§ Что требуется:
1. Перепечатайте из отрывка о родне Гончаровых всё от слов «Дед со стороны отца: Афанасий» вниз до слов «А. С. Пушкин.».
2. Продолжите отрывок о родне Гончаровых, начав сразу после его последней фразы.

§ Отрывок:
******

Дед со стороны матери: Иван Александрович Загряжский 1749-1807 гг. Загряжский был женат на Александре Степановне Алексеевой.
Дед со стороны отца: Афанасий Николаевич Гончаров дата рождения: 1760 дата смерти: 10 сентября 1832. Растратил многомиллионное состояние «Дедушка – свинья», – так назвал деда жены А. С. Пушкин.
Бабушка со стороны отца: Надежда Платоновна Гончаровой (урождённая Мусина-Пушкина) дата рождения: 1765. Дата смерти 1835. С 1808 года жила отдельно от мужа и детей. Душевнобольная.
Отец Николай Афанасьевич Гончаров: Дата рождения 20 октября 1787г. Дата смерти: 1861 г. С 1814 года душевнобольной.
Мать Наталья Ивановна Гончарова (в девичестве Загряжская). дата рождения: 22 октября 1785 года. Дата смерти 2 августа 1848 года. Мнение автора: Наталья Ивановна от постоянных жизненных неурядиц стала страдать неврозом, но не утратила при этом дееспособности. Невроз название группы нервно-психических расстройств, возникающих по причине острых и хронических психологических травм и характеризующихся отсутствием качественных изменений психической деятельности. Клиническая картина таких расстройств характеризуется астеническими, навязчивыми или истерическими проявлениями, а также временным снижением умственной и физической работоспособности.

******

§ Набор записей:
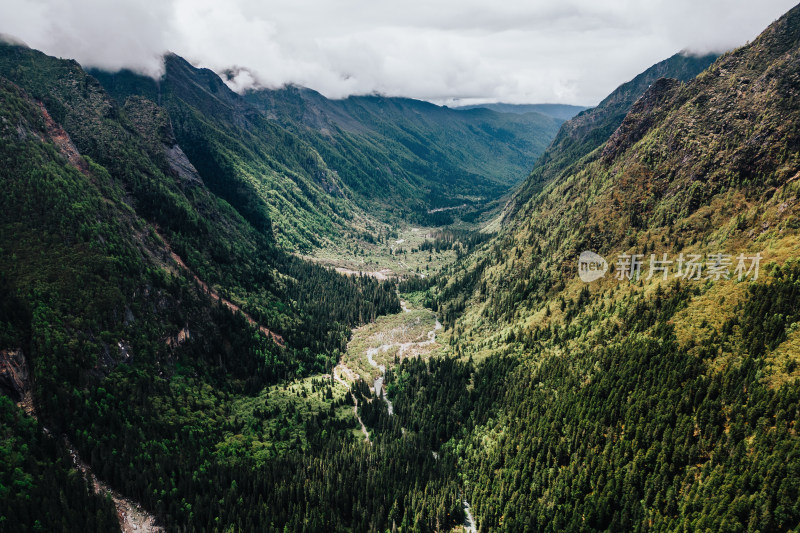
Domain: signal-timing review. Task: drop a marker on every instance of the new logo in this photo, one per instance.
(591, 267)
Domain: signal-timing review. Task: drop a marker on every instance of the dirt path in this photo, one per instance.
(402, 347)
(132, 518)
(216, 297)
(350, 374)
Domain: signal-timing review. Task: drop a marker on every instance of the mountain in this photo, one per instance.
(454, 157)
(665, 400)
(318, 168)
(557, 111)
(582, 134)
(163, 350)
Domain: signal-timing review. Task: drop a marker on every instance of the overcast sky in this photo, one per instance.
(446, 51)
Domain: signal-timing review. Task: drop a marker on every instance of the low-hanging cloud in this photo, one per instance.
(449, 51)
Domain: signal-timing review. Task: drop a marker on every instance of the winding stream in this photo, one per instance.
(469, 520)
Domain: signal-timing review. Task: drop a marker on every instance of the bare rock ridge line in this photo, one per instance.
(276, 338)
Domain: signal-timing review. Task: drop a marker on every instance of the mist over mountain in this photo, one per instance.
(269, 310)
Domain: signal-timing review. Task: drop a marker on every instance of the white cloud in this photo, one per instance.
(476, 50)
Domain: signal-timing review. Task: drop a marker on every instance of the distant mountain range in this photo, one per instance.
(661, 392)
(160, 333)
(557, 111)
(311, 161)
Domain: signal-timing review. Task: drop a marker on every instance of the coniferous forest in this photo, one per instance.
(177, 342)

******

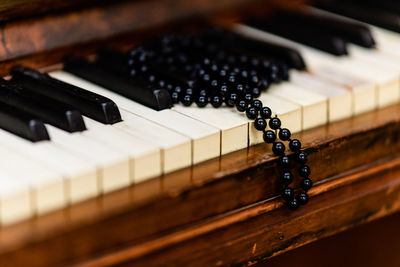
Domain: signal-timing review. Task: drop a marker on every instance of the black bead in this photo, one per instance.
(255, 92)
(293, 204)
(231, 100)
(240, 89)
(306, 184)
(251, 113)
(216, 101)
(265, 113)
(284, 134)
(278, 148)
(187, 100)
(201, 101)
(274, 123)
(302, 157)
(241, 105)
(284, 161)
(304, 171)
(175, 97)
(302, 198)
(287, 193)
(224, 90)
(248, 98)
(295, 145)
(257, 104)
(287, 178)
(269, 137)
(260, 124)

******

§ Готовые решения:
1.
Дед со стороны отца: Афанасий Николаевич Гончаров дата рождения: 1760 дата смерти: 10 сентября 1832. Растратил многомиллионное состояние «Дедушка – свинья», – так назвал деда жены А. С. Пушкин.

2.
[28] Ганнибал Абрам Петрович. Слухи о жестоком обращении Ганнибала с первой женой (которые перешли в часть научных трудов и произведения художественной литературы), автор считает сильно преувеличенным. Сведения о жестоком обращении Абрама Петровича с женой, взяты из письменных обращений Евдокии в Синод, когда Перовская гарнизонная канцелярия, обсудив дело о прелюбодеянии Евдокии и ее попытки отравлении мужа. Абрама Петровича Ганнибала (в материалах дела капитана Петрова) признала Евдокию виновной. Далее, когда начался бракоразводный процесс Евдокия обратилась в Синод где и сообщала о жестоком с ней обращении и вырванных под пытками признаниях. Через двадцать лет окончив рассмотрение дела Синод принял решение второй брак Абрама Петровича Ганнибала с Кристиной Шаберг, признать законным, а Евдокию сослать в монастырь. Кому верить пусть читатель решает сам. У кого есть желание могут ознакомится с первоисточником: ПЕТРОГРАДСКАЯ ДУХОВНАЯ КОНСИСТОРИЯ. ПЕТРОГРАД. 1744–1918. ГАНИБАЛ АБРАМ ПЕТРОВИЧ «О разводе с Евдокией Андреевной Диопер и признаками законным его второго брака с Кристиной Шеберг».
Дополнительно можно прочитать: Гнамманку Дьёдонне: Абрам Ганнибал – Черный предок Пушкина. Внебрачный ребенок и дело об отравлении; Опатович С. И. Евдокия Андреевна Ганнибал, первая жена Абраама Петровича Ганнибала. 1731—1753 // Русская старина: журнал. – СПб., 1877. – Т. 18, № 1. – С. 69—78.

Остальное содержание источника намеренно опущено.